Collected data:
────────────────

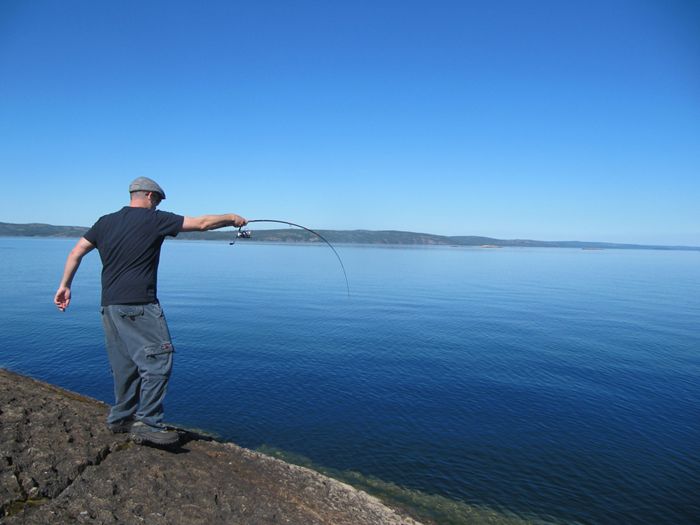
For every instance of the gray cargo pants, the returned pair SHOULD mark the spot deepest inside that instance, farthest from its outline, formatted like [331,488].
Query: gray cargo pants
[141,356]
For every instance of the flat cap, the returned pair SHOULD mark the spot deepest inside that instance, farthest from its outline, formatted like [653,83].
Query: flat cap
[146,184]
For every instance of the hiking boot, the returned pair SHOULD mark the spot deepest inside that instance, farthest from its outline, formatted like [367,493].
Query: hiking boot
[142,433]
[120,427]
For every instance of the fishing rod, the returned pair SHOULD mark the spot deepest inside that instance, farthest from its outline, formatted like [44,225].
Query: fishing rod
[247,234]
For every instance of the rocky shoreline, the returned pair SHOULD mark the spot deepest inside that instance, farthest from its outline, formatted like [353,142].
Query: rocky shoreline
[59,464]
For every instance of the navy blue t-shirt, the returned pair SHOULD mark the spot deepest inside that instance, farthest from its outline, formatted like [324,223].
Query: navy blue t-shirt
[129,242]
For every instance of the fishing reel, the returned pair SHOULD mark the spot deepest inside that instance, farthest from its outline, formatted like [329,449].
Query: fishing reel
[241,234]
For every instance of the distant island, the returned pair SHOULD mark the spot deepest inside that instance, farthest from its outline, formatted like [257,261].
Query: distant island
[372,237]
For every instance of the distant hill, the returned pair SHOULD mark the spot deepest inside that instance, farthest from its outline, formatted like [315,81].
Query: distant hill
[386,237]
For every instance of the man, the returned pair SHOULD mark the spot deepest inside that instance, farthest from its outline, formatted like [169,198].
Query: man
[136,333]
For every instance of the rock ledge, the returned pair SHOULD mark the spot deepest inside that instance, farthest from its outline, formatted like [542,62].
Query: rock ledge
[59,464]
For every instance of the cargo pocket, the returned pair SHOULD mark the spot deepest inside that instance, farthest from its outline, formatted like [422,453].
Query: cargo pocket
[130,311]
[159,359]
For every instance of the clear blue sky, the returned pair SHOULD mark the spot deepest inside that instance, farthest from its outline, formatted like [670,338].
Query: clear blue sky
[512,119]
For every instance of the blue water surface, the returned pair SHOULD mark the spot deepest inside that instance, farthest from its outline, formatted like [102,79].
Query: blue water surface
[552,383]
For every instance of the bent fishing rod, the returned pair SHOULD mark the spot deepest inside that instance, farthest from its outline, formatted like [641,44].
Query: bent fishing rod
[247,234]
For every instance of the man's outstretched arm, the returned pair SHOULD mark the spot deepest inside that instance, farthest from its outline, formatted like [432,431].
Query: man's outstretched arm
[62,297]
[212,222]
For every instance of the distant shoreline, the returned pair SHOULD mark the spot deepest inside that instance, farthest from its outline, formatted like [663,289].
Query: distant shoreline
[352,237]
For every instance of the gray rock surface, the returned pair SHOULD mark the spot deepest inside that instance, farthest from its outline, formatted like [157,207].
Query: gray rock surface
[59,464]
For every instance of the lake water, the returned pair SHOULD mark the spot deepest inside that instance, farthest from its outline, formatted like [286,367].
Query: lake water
[552,384]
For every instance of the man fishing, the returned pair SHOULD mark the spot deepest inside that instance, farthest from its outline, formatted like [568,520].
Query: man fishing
[137,338]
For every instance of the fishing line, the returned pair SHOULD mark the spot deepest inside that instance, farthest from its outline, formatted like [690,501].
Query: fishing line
[245,234]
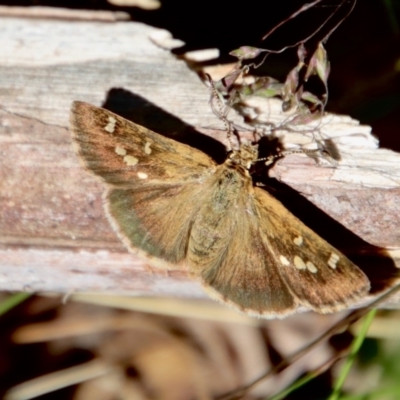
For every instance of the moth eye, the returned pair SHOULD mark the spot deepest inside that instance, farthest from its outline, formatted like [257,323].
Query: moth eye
[142,175]
[298,241]
[120,151]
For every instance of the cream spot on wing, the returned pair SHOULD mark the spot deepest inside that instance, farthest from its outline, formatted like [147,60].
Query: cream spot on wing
[147,148]
[130,160]
[311,267]
[334,258]
[298,241]
[142,175]
[299,263]
[284,260]
[120,151]
[110,127]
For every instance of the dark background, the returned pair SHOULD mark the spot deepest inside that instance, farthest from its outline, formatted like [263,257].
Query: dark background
[364,50]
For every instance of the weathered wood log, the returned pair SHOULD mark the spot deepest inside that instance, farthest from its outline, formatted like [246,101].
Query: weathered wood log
[54,235]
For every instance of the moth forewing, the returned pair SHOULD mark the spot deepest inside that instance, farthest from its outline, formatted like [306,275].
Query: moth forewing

────────────────

## [Task objective]
Every record above should come back exactly, but without its pictures.

## [Answer space]
For every instance of the gray cargo pants, the returned pair SHOULD mark the spot deepest inside that instance, farthest from its outline, formatted like [331,488].
Query: gray cargo pants
[141,356]
For every instance of the flat cap, the returned pair SHOULD mark the spot deepest inside that instance, farthest from its outline, formatted like [653,83].
Query: flat cap
[146,184]
For every instance of the hiking boot, the returned pair SHOULD mark the spot deepest inside that instance, farthest from its outline, formatted like [367,493].
Query: hiking boot
[142,433]
[120,427]
For every instance of the fishing rod, the returned pair SHOULD mark the spot deepest inside that instance, farthest from its outline, formatted like [44,225].
Query: fishing rod
[247,234]
For every instance of the rocky shoreline, the returned pair SHOULD mark the spot deepest inside that instance, farthest from its outline, formatted like [353,142].
Query: rocky shoreline
[59,464]
For every instance of the navy blue t-shirt, the returned pair SHOULD mark the spot deepest inside that instance, farthest from its outline, formatted like [324,223].
Query: navy blue t-shirt
[129,242]
For every instance of the fishing reel, the returned pair SHOULD mark the spot deepest inside that instance, farthest from its outline, formatted like [329,449].
Query: fishing reel
[241,234]
For every instance of the distant island, the returned pair SHOULD mark the spot deepest inside that instance, farthest from its outline, formatted like [257,261].
Query: distant island
[372,237]
For every instance of the distant hill, the returned pair SHOULD mark the spot deepest inside that instance, farthest from its outline, formatted like [315,81].
Query: distant hill
[386,237]
For every instance of the man, the returned pair SHOULD mark the spot deepest inside that instance, farthest from its outline, formatted like [169,198].
Query: man
[136,333]
For every instance of the rock ledge, the returned pair SHOULD mark the spot deepest inside that instance, farthest from its outline, formatted like [542,62].
Query: rock ledge
[59,464]
For every instance of the cargo pocket, the returned pair SHOULD mark the spot deepest inside that instance, farthest from its outline, formatted like [422,453].
Query: cargo pocket
[130,311]
[159,359]
For every instance of the clear blue sky, the returned pair SHOULD mark the spot deepest inside that instance, farthest from its outline, formatted like [670,338].
Query: clear blue sky
[512,119]
For every instance of the blue water surface, the returned pair SHOULD mark the spot deepest inside that instance, farthest from its outline, formatted like [102,79].
Query: blue water surface
[552,383]
For every instance of the bent fishing rod, the returned pair SHOULD mark the spot deepest inside that instance, farthest from its outline, formatted like [641,44].
Query: bent fishing rod
[247,234]
For every instance of the man's outstretched arm, the returned pair SHOULD mark the spot deepest inside that instance, farthest from its outline, formatted like [432,431].
Query: man's outstretched arm
[62,297]
[212,222]
For every instance of the distant shoreline, the returned pair SHOULD mark the spot deepest inside that instance, farthest from its outline, formatted like [663,289].
Query: distant shoreline
[352,237]
For every instance of the gray rock surface, the returned pair SHOULD mark the spot deepest inside that instance, farthest from its outline, formatted like [157,207].
Query: gray rock surface
[59,464]
For every instance of the lake water, the returned pair SHOULD mark the spot deepest inside that instance, farthest from its outline, formatted like [286,367].
Query: lake water
[552,384]
For every instance of the man fishing, the returned pair SHOULD mark the spot deepest inside that instance, farthest from its outline, formatted like [568,520].
Query: man fishing
[137,338]
For every instance of the fishing line, the returned pair SHOULD mark the spot deepest inside that instance, farthest from its outline, formatted like [690,501].
Query: fishing line
[245,234]
For every instance of the moth eye, the returned pair SHOULD mark the spot deepest inside that instance, farthest from its outline, formatted like [257,323].
Query: moth eye
[142,175]
[298,241]
[120,151]
For every instance of the cream spot on wing, the returned pair SHOULD mark the spot deepest inside that instance, farthest from its outline, formatted like [147,60].
Query: cream spot on wing
[147,148]
[130,160]
[311,267]
[334,258]
[298,241]
[142,175]
[299,263]
[284,260]
[120,151]
[110,127]
For every instance of the dark background, the returned pair SHOULD mark the spot deepest inside that instance, farthest from its outline, formatted like [263,257].
Query: dark background
[364,50]
For every instance of the weathered wood log, the returned pair SHOULD mark the spot deepest inside that instance, farthest from its outline, formatted like [246,101].
Query: weathered wood log
[54,235]
For every instance of the moth forewing, the returned pair SHOULD mark the spot deepest inside that instance, farthest from its outline, formatted like [306,275].
Query: moth forewing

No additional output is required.